| Source extract |
BEGIN

I've written a decent amount lately about the challenge of shopping for medical treatment. My own experience centered on the difficulty of shopping for an MRI, but new moms Erin Taylor and Layla Parast share another insightful example of the difficulty shopping for another common medical experience: giving birth.
The two women are co-workers with the same insurance plan. By coincidence, they happened to become pregnant around the same time and gave birth at the same hospital. They both selected in-network obstetricians to deliver their babies. Both chose to receive an epidural from an anesthesiologist as they gave birth — and that's where things began to diverge. Here's more from their co-authored blog post at Health Affairs:
Layla received an unexpected bill for $1,600 for anesthesiology services and warned Erin to expect the same. Yet Erin’s bill never came. Layla happened to deliver on a day when an out-of-network anesthesiologist was on call, while Erin was seen by an in-network anesthesiologist. Purely by chance, one of us received an expensive physician bill and the other did not have to pay a dime.
The two later figure out what happened: While the hospital they chose was in-network for the health insurance plan, Layla's anesthesiologist was an out-of-network provider. Just because he worked at the hospital, that didn't guarantee that he was one of the doctors that the insurer had in contract.

END

| Dataset |
BEGIN

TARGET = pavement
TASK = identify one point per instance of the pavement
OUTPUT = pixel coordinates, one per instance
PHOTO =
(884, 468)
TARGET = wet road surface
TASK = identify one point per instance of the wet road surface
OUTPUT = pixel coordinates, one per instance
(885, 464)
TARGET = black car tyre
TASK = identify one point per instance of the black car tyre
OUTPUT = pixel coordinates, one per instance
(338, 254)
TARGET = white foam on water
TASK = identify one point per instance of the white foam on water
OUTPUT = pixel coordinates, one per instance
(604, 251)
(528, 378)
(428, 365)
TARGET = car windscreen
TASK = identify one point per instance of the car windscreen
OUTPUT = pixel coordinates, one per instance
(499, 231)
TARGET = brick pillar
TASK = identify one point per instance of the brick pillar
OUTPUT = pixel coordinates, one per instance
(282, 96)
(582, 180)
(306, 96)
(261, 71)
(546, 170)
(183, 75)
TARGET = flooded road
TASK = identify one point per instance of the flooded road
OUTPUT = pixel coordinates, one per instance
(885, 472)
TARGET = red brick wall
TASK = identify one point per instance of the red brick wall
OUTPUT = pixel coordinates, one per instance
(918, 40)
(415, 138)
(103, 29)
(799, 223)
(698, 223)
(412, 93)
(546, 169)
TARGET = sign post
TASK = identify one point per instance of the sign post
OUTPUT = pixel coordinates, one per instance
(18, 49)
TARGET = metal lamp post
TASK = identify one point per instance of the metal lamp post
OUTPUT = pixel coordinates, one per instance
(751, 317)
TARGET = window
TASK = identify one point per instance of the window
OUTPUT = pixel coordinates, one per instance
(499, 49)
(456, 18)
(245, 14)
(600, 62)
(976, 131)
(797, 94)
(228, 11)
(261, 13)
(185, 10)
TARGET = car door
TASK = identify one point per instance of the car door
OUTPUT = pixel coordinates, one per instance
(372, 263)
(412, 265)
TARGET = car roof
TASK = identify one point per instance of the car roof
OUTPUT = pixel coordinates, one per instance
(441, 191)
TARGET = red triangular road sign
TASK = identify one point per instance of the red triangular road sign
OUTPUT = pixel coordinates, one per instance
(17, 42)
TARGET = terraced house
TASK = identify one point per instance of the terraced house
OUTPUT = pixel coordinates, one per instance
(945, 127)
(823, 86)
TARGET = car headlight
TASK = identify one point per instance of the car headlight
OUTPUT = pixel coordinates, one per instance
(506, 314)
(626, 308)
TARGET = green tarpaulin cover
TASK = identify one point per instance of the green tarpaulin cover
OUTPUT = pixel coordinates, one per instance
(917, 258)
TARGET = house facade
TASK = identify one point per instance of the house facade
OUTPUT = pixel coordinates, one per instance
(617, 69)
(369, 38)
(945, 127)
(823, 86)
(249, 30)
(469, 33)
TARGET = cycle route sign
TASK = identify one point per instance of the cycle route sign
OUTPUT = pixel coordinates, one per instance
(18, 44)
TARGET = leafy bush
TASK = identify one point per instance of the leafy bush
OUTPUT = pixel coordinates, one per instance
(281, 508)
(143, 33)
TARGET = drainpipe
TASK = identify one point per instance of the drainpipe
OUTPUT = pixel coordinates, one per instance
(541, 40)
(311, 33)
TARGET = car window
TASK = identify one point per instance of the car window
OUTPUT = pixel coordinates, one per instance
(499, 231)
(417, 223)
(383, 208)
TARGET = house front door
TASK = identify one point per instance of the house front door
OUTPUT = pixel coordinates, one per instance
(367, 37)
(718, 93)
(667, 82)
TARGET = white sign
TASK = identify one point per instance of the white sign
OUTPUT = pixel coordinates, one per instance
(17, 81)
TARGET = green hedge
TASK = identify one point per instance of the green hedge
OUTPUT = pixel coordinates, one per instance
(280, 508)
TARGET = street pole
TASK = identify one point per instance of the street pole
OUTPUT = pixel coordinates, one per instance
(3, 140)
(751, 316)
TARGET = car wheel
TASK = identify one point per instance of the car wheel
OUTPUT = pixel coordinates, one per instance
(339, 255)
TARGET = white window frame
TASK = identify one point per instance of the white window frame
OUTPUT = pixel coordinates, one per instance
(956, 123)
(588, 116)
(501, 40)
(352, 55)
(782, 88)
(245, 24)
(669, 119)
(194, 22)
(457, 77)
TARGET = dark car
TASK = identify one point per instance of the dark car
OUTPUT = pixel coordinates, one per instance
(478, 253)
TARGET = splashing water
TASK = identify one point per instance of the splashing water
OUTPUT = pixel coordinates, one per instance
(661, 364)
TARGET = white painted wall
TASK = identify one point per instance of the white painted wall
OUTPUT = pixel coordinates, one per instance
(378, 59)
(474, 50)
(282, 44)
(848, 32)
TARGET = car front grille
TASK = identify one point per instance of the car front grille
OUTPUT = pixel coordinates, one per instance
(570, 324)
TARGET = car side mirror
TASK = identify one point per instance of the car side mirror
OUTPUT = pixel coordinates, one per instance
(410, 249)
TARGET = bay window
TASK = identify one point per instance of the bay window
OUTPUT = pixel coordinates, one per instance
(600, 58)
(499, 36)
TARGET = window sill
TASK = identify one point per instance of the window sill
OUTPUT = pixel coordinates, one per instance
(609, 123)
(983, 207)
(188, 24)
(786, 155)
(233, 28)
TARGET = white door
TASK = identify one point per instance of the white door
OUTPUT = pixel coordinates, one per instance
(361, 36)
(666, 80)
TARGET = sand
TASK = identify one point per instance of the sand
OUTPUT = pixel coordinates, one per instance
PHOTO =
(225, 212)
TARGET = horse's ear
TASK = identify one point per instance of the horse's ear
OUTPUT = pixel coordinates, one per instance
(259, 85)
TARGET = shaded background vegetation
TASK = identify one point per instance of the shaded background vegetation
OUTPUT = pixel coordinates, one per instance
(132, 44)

END

| What to do |
**a)** Do these statements agree with the passage about the two births? Answer yes or no for each, quoting the deciding words. (i) Erin received a bill for anesthesiology services. (ii) Both women chose in-network obstetricians. (iii) The hospital where they gave birth was out-of-network for their insurance plan.
**b)** Answer these questions from the passage about the two births:
(i) What did the writer's own experience of shopping for treatment center on?
(ii) Where did the two women publish their co-authored blog post?
(iii) How much was Layla's unexpected bill?
**c)** Carry on the passage about the two births from its final sentence.

| Task-by-task results |
**a)**
(i) No: "Yet Erin’s bill never came."
(ii) Yes: "They both selected in-network obstetricians to deliver their babies."
(iii) No: "While the hospital they chose was in-network for the health insurance plan"

**b)**
(i) Shopping for an MRI
(ii) Health Affairs
(iii) $1,600

**c)**
"Who would have the presence of mind during labor to ask whether the anesthesiologist on call is part of her insurance network?" Taylor and Parast write in their blog post. "While providing patients with information regarding which physicians are in network is an important part of health insurance transparency, it is meaningless in situations where the patient has no choice."
Layla ultimately did get her insurance to reimburse her for part of the bill but was still left with a $560 charge — while Erin didn't face any fee at all.
This issue of out-of-network providers working at in-network hospitals isn't especially rare, and has come up in other reports. The New York Times wrote about a man who received a $117,000 bill from an out-of-network assistant surgeon who the man didn't even know had participated in his surgery.
These cases suggest one of the peculiarities of shopping for medical services: It is, perhaps, the only good one can purchase while completely unconscious — and is often consumed in moments of severe pain, as would be the case with the epidural. Shopping for cars will always be easier than shopping for health care, because we'll always have the advantage of having our senses about us.